What is expected: Could every line of the data be printed exactly as it reads?

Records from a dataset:
** Start **

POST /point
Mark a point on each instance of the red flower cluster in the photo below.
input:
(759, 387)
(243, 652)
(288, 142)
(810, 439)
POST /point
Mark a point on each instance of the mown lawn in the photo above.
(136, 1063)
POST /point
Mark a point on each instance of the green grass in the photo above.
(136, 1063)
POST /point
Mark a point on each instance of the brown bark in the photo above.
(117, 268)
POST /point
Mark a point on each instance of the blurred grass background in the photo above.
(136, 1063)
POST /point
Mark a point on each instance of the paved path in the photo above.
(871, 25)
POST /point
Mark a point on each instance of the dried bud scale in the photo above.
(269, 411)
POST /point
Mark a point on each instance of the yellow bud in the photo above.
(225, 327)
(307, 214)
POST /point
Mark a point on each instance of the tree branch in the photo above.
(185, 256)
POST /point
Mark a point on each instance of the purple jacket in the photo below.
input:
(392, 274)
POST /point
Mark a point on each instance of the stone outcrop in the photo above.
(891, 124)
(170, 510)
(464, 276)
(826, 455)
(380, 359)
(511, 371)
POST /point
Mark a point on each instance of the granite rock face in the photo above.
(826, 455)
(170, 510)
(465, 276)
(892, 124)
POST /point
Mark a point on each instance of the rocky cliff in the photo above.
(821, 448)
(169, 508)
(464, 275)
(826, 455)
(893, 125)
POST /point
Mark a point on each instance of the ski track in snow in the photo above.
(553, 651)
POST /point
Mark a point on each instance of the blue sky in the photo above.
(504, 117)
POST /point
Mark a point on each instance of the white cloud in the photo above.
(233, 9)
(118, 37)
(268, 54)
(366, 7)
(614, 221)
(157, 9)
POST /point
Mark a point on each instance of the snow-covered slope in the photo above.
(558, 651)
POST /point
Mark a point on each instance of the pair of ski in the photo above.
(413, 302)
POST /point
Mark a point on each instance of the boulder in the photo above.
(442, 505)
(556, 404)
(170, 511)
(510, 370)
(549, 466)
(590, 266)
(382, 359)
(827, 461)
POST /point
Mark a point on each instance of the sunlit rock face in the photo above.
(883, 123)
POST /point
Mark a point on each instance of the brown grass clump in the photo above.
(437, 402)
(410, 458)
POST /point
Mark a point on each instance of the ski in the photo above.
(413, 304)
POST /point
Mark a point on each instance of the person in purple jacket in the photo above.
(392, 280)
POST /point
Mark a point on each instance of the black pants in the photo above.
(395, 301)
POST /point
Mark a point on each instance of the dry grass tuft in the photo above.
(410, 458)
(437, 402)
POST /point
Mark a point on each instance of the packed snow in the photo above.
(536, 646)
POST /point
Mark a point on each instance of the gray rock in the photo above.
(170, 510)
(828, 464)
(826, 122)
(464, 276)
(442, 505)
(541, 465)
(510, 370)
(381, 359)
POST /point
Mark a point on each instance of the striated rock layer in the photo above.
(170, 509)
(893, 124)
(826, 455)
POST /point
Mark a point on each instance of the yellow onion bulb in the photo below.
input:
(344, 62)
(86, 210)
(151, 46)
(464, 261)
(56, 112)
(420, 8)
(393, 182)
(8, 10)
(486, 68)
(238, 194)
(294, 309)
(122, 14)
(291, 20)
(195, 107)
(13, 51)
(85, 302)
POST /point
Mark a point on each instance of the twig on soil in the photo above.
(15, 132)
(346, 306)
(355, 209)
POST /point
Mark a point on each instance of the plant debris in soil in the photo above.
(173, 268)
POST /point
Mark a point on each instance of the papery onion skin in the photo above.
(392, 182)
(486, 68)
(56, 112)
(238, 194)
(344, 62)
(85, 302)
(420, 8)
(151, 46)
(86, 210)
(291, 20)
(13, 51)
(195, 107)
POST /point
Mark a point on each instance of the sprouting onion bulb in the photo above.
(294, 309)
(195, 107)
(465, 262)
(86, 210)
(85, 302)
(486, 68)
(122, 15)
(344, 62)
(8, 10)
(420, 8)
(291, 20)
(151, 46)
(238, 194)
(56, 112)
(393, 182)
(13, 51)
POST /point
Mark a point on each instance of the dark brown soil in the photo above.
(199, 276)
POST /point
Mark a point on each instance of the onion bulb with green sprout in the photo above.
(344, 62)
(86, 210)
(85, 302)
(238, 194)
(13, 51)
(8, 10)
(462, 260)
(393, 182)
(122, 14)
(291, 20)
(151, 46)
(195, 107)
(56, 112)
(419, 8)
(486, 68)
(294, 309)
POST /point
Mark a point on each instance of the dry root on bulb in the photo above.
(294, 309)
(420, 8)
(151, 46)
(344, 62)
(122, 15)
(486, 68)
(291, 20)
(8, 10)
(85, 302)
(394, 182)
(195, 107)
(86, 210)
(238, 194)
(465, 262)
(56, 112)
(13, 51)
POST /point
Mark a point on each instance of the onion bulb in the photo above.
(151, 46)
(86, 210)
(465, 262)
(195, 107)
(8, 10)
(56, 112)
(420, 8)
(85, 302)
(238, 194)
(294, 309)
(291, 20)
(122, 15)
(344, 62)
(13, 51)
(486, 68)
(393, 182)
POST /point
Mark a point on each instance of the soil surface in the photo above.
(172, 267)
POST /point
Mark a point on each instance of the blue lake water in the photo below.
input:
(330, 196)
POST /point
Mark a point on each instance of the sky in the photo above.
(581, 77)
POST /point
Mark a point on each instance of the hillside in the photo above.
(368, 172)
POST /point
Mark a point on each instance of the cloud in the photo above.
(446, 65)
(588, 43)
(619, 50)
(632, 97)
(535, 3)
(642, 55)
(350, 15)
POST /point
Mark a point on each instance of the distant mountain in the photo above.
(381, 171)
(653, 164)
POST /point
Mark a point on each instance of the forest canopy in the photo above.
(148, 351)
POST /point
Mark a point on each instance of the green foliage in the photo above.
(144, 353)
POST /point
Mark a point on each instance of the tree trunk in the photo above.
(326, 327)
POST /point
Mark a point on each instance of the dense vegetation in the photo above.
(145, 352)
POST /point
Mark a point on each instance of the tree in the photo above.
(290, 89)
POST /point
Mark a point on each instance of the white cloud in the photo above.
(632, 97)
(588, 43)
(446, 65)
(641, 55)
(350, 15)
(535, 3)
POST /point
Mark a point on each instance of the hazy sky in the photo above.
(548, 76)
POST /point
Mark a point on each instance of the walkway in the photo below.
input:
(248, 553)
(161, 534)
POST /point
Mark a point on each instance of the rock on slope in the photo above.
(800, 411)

** End **

Solution to the exercise:
POST /point
Mark a point on each instance of the red flower cluster in the photo below.
input:
(759, 387)
(243, 652)
(288, 142)
(810, 439)
POST /point
Mark a point on each instance of the mown lawn in the photo above.
(136, 1063)
POST /point
Mark a point on each instance of the green grass in the photo above.
(136, 1063)
POST /point
Mark a point on each instance of the brown bark in the photo above.
(117, 268)
POST /point
Mark a point on each instance of the blurred grass background in the photo above.
(136, 1063)
POST /point
Mark a point on each instance of the paved path in the photo above.
(871, 25)
POST /point
Mark a point on each instance of the dried bud scale in the photo above.
(269, 411)
POST /point
Mark a point on each instance of the yellow bud in the photo above.
(225, 327)
(307, 214)
POST /point
Mark a point on each instance of the tree branch in the photo above.
(185, 256)
POST /point
Mark a point on each instance of the purple jacket in the photo below.
input:
(392, 274)
POST /point
Mark a point on each instance of the stone outcrop in the photo above.
(891, 124)
(170, 510)
(464, 276)
(826, 455)
(380, 359)
(511, 371)
POST /point
Mark a point on each instance of the granite rock face in the photo above.
(826, 455)
(170, 510)
(465, 276)
(892, 124)
POST /point
Mark a point on each instance of the rocky cliff in the photo above.
(821, 448)
(169, 508)
(464, 275)
(826, 455)
(893, 125)
POST /point
Mark a point on each instance of the ski track in snow in the photo above.
(553, 651)
POST /point
Mark a point on each instance of the blue sky in the photo above.
(504, 117)
POST /point
Mark a point on each instance of the white cloud in the photo above.
(233, 9)
(118, 37)
(268, 54)
(366, 7)
(614, 221)
(157, 9)
POST /point
Mark a point on each instance of the snow-covered slope in the photo above.
(558, 651)
POST /point
Mark a point on each instance of the pair of ski in the photo above.
(413, 302)
POST /point
Mark a point on each instance of the boulder in the photo above.
(442, 505)
(556, 404)
(170, 511)
(510, 370)
(549, 466)
(590, 266)
(382, 359)
(827, 461)
POST /point
Mark a point on each instance of the sunlit rock face in the photo above.
(883, 123)
POST /point
Mark a point on each instance of the brown grass clump in the photo above.
(437, 402)
(410, 458)
POST /point
Mark a point on each instance of the ski in the photo above.
(413, 304)
POST /point
Mark a point on each instance of the person in purple jacket in the photo above.
(392, 280)
POST /point
Mark a point on each instance of the black pants in the photo above.
(395, 301)
POST /point
Mark a point on each instance of the dry grass tuft in the photo above.
(410, 458)
(437, 402)
POST /point
Mark a point on each instance of the packed snow in the photo above.
(536, 646)
POST /point
Mark a point on each instance of the gray rock in the photo above.
(170, 510)
(828, 464)
(826, 122)
(464, 276)
(442, 505)
(541, 465)
(510, 370)
(381, 359)
POST /point
Mark a point on each instance of the striated rock layer in the photo above.
(170, 509)
(893, 124)
(826, 455)
POST /point
Mark a point on each instance of the yellow onion bulb in the photo below.
input:
(344, 62)
(86, 210)
(151, 46)
(464, 261)
(56, 112)
(420, 8)
(393, 182)
(8, 10)
(486, 68)
(238, 194)
(294, 309)
(122, 14)
(291, 20)
(195, 107)
(13, 51)
(85, 302)
POST /point
Mark a point on each instance of the twig on soil in the photo above.
(15, 132)
(346, 306)
(355, 209)
POST /point
Mark a point on each instance of the plant debris in soil in the photo above.
(173, 268)
POST /point
Mark a point on each instance of the papery onion skin in the photo above.
(392, 182)
(486, 68)
(56, 112)
(238, 194)
(344, 62)
(85, 302)
(420, 8)
(151, 46)
(86, 210)
(291, 20)
(13, 51)
(195, 107)
POST /point
Mark a point on each instance of the sprouting onion bulb in the photo above.
(294, 309)
(195, 107)
(465, 262)
(86, 210)
(85, 302)
(486, 68)
(122, 15)
(344, 62)
(8, 10)
(420, 8)
(291, 20)
(151, 46)
(238, 194)
(56, 112)
(393, 182)
(13, 51)
POST /point
Mark a point on each instance of the dark brown soil in the photo above.
(199, 276)
POST /point
Mark a point on each instance of the onion bulb with green sprout in the photo above.
(344, 62)
(86, 210)
(85, 302)
(238, 194)
(13, 51)
(8, 10)
(462, 260)
(393, 182)
(122, 14)
(291, 20)
(151, 46)
(195, 107)
(56, 112)
(419, 8)
(486, 68)
(294, 309)
POST /point
Mark a point on each instance of the dry root on bulb in the photo above.
(294, 309)
(420, 8)
(151, 46)
(344, 62)
(122, 15)
(486, 68)
(291, 20)
(8, 10)
(85, 302)
(394, 182)
(195, 107)
(86, 210)
(238, 194)
(465, 262)
(56, 112)
(13, 51)
POST /point
Mark a point on each instance of the onion bulb in the photo above.
(151, 46)
(86, 210)
(465, 262)
(195, 107)
(8, 10)
(56, 112)
(420, 8)
(85, 302)
(238, 194)
(294, 309)
(291, 20)
(122, 15)
(344, 62)
(13, 51)
(486, 68)
(393, 182)
POST /point
Mark a point on each instance of the soil surface in the photo above.
(172, 267)
POST /point
Mark a point on each instance of the blue lake water in the photo below.
input:
(330, 196)
POST /point
Mark a point on each instance of the sky in the photo above.
(581, 77)
POST /point
Mark a point on each instance of the hillside in the photo above.
(368, 172)
POST /point
Mark a point on each instance of the cloud in the photo above.
(446, 65)
(588, 43)
(619, 50)
(632, 97)
(535, 3)
(642, 55)
(350, 15)
POST /point
Mark a point on each instance of the distant mountain in the photo above.
(381, 171)
(653, 164)
POST /point
Mark a point on each instance of the forest canopy in the photo above.
(148, 351)
POST /point
Mark a point on each instance of the green foliage in the photo above.
(144, 353)
POST /point
Mark a point on each instance of the tree trunk in the photo above.
(326, 327)
POST /point
Mark a point on each instance of the dense vegetation in the photo above.
(145, 352)
POST /point
Mark a point on each instance of the tree in the photo above.
(290, 89)
POST /point
Mark a point on each instance of the white cloud in the photo above.
(632, 97)
(588, 43)
(446, 65)
(641, 55)
(350, 15)
(535, 3)
POST /point
Mark a point on each instance of the hazy sky in the photo above.
(548, 76)
POST /point
Mark a point on each instance of the walkway in the photo below.
input:
(248, 553)
(161, 534)
POST /point
Mark a point on each instance of the rock on slope in the photo above.
(800, 411)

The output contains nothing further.